Em busca dos cinemas perdidos

por: João Batista de Brito

Hoje, dia 17 de outubro de 2017, tem início a XXI versão do SOCINE, evento de caráter cinematográfico, este ano acontecendo em João Pessoa. Mas não é do SOCINE que quero falar. Antes dele, houve o PRÉ-SOCINE, uma atividade organizada pelos pesquisadores e estudiosos do cinema João Luiz Vieira, André Dib e Talitha Ferraz. 

E que atividade foi esta? Teve o nome de “História de cinemas: exibição, modos de ver, experiências locais e regionais”, mas, de minha parte, eu a chamaria de “Em busca dos cinemas perdidos”. 

Na Sala Aruanda, da UFPB, em formato seminário/oficina, o trio expôs e debateu com os interessados – alunos, professores e demais – questões relativas ao “estudo do espaço de exibição cinematográfica e sua articulação com a fruição fílmica, que implica a experiência pessoal (afetiva e sensorial) e os desdobramentos relativos aos espaços de exibição e interação coletiva em sua diversidade espectatorial.”

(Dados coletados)
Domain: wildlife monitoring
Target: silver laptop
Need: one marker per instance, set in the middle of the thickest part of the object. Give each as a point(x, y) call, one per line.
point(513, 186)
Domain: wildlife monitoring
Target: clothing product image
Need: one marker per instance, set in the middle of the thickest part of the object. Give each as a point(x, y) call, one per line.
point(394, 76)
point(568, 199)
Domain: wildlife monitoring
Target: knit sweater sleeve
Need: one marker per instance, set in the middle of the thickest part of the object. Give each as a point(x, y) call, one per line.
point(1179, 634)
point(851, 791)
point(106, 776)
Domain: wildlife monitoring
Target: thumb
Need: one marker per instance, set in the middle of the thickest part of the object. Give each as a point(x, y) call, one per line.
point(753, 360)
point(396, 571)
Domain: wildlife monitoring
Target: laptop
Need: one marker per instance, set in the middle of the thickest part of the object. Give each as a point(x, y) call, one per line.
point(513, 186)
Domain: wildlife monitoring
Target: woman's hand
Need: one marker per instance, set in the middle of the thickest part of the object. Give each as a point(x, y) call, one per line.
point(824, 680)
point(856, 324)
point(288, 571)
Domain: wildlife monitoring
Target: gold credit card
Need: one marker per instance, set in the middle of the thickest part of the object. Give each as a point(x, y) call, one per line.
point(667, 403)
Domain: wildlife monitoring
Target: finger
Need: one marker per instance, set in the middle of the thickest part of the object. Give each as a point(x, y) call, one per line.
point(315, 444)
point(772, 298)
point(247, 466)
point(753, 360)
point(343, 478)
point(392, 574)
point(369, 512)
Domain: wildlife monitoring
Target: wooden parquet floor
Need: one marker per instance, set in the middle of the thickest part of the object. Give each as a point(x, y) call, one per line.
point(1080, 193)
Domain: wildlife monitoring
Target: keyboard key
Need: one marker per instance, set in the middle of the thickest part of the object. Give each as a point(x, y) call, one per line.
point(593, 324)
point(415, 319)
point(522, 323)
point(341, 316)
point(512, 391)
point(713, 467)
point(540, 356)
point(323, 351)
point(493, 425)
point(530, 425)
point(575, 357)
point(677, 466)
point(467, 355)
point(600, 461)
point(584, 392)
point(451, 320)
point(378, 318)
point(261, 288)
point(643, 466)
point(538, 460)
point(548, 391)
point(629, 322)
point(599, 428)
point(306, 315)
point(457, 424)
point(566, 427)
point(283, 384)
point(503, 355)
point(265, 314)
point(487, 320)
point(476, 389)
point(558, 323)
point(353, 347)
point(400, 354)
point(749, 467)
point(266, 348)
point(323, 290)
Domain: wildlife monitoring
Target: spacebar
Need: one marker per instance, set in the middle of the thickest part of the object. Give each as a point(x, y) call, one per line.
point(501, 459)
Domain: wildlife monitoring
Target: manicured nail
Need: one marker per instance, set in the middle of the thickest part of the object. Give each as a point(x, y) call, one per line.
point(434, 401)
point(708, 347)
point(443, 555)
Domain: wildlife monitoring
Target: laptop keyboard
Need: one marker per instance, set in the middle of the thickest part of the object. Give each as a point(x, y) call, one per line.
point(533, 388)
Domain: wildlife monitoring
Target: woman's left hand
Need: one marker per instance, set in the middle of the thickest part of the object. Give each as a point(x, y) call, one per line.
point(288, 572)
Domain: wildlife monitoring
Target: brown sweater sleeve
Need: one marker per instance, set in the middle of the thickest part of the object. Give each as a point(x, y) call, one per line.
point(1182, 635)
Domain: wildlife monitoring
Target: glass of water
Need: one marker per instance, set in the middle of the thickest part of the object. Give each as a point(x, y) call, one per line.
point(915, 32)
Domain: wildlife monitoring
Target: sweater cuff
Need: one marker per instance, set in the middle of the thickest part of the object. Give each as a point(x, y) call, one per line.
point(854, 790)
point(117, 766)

- _OBJETIVO DO EXERCÍCIO_
Continue o texto sobre o PRÉ-SOCINE a partir da última frase apresentada. Os registros não são necessários aqui.

- _RESPOSTA DO EXERCÍCIO_
Em outras palavras, deslocou-se o foco da História do Cinema para as histórias dos cinemas. 

A oficina do PRÉ-SOCINE acontecendo…

Hoje em dia, e no mundo todo, a gente sabe, a fruição cinematográfica está limitada aos impessoais cinemas de Shopping, e/ou aos meios caseiros do DVD, Blu-ray ou computadores, e, para a juventude atual, essas parecem ser as formas ´normais´ de ver cinema. 

A oficina do PRÉ-SOCINE deu protagonismo ao passado, quando os cinemas tinham calçadas e endereço e, mais que isso, tinham personalidade, cada um no seu prédio próprio, de arquitetura autônoma. O objetivo, porém, não foi estimular o saudosismo, e sim, propor um posicionamento com relação à situação dessas antigas salas de exibição. 

O que ainda resta desses cinemas antigos? Foram demolidos ou estão em ruinas? Sabe-se ainda onde se situavam? Os seus prédios ainda são reconhecíveis? Estão parcialmente restaurados, mesmo que para outras empresas? Ainda guardam traços arquitetônicos do que foram? Seria possível deles resgatar resquícios de qualquer ordem que seja? 

Sugerindo, entre várias outras iniciativas, a criação de grupos de estudo sobre a temática, a oficina do PRÉ-SOCINE propôs a criação de uma rede de interessados que ficariam ligados, entre outras coisas, para a configuração de um mapa (local, regional ou nacional) dos cinemas extintos. E, naturalmente, que cada um, se dedique à pesquisa sobre os casos mais próximos a si mesmo, espacial ou emocionalmente.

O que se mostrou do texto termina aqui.